**EXCERPT PROVIDED**
<<<<

Touched

cchart_at_work

Photo of Carolyn “CC” Hart, CMT by Annetta Kolzow

The trees are turning all yellowy-gold here in California, and I can’t help but think of my mother. Autumn was her favorite season, and tomorrow marks her 81st birthday. She’s been gone for almost twenty years, but her impact on my life lingers on, particularly in regard to my vocation.

My mother helped me get my license to practice therapeutic massage, and I’m forever indebted to her for her generosity and support. I’ve been a Certified Massage Therapist for more than two decades, a career that continues to spark my intellectual curiosity. I love the body sciences…anatomy and kinesiology and biomechanics…and I feel well suited to a job that helps other people feel their best. While most massage therapists wash out of the occupation before their seventh year in business, my manual therapy practice is thriving in its twenty-fourth year. For all of this, I’m thankful.

>>>>

**INSTRUCTIONS**
- A) Translate into Spanish this sentence from the essay "Touched" above: "Autumn was her favorite season, and tomorrow marks her 81st birthday."
- B) Say whether each statement agrees with the essay "Touched" above. Answer yes or no, and quote the words that decide it. (i) The writer has worked as a Certified Massage Therapist for more than twenty years. (ii) The writer's mother died roughly ten years ago. (iii) The writer's manual therapy practice is in its seventh year.

**DATASET EXTRACT**
<<<<

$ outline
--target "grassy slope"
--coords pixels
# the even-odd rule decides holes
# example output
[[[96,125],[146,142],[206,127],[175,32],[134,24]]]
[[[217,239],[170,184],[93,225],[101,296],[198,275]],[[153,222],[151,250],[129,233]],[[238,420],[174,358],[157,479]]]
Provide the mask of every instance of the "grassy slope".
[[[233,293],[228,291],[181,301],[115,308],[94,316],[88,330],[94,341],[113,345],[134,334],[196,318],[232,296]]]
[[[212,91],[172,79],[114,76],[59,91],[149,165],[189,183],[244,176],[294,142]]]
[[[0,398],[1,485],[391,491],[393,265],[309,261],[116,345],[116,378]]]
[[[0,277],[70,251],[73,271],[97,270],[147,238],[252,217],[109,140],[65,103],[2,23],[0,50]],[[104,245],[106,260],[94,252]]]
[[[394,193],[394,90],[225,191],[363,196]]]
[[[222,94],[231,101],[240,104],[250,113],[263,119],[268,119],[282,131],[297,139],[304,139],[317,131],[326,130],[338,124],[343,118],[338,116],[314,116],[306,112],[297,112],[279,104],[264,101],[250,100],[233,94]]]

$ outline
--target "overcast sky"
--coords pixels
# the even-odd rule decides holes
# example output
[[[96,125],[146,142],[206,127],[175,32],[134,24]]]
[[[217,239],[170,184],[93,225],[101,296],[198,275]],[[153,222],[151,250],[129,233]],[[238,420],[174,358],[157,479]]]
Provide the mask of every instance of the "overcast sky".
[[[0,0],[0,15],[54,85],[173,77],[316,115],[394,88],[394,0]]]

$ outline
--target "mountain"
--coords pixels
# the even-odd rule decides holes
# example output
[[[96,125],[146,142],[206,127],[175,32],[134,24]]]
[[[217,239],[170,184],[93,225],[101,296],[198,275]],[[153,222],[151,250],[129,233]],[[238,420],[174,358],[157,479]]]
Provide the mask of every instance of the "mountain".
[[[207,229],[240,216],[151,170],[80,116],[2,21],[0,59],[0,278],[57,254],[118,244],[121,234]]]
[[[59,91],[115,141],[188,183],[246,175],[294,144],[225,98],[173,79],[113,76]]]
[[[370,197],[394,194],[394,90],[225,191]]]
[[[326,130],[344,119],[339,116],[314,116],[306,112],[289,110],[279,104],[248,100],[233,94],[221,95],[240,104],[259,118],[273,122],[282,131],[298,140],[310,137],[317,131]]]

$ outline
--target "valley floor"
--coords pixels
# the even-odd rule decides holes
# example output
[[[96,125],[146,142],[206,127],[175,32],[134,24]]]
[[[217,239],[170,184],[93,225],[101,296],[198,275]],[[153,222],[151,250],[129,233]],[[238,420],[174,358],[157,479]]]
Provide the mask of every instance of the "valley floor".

>>>>

**SET OF ANSWERS**
- A) El otoño era su estación favorita, y mañana es su 81.º cumpleaños.

- B)
(i) Yes: "I’ve been a Certified Massage Therapist for more than two decades"
(ii) No: "She’s been gone for almost twenty years"
(iii) No: "my manual therapy practice is thriving in its twenty-fourth year"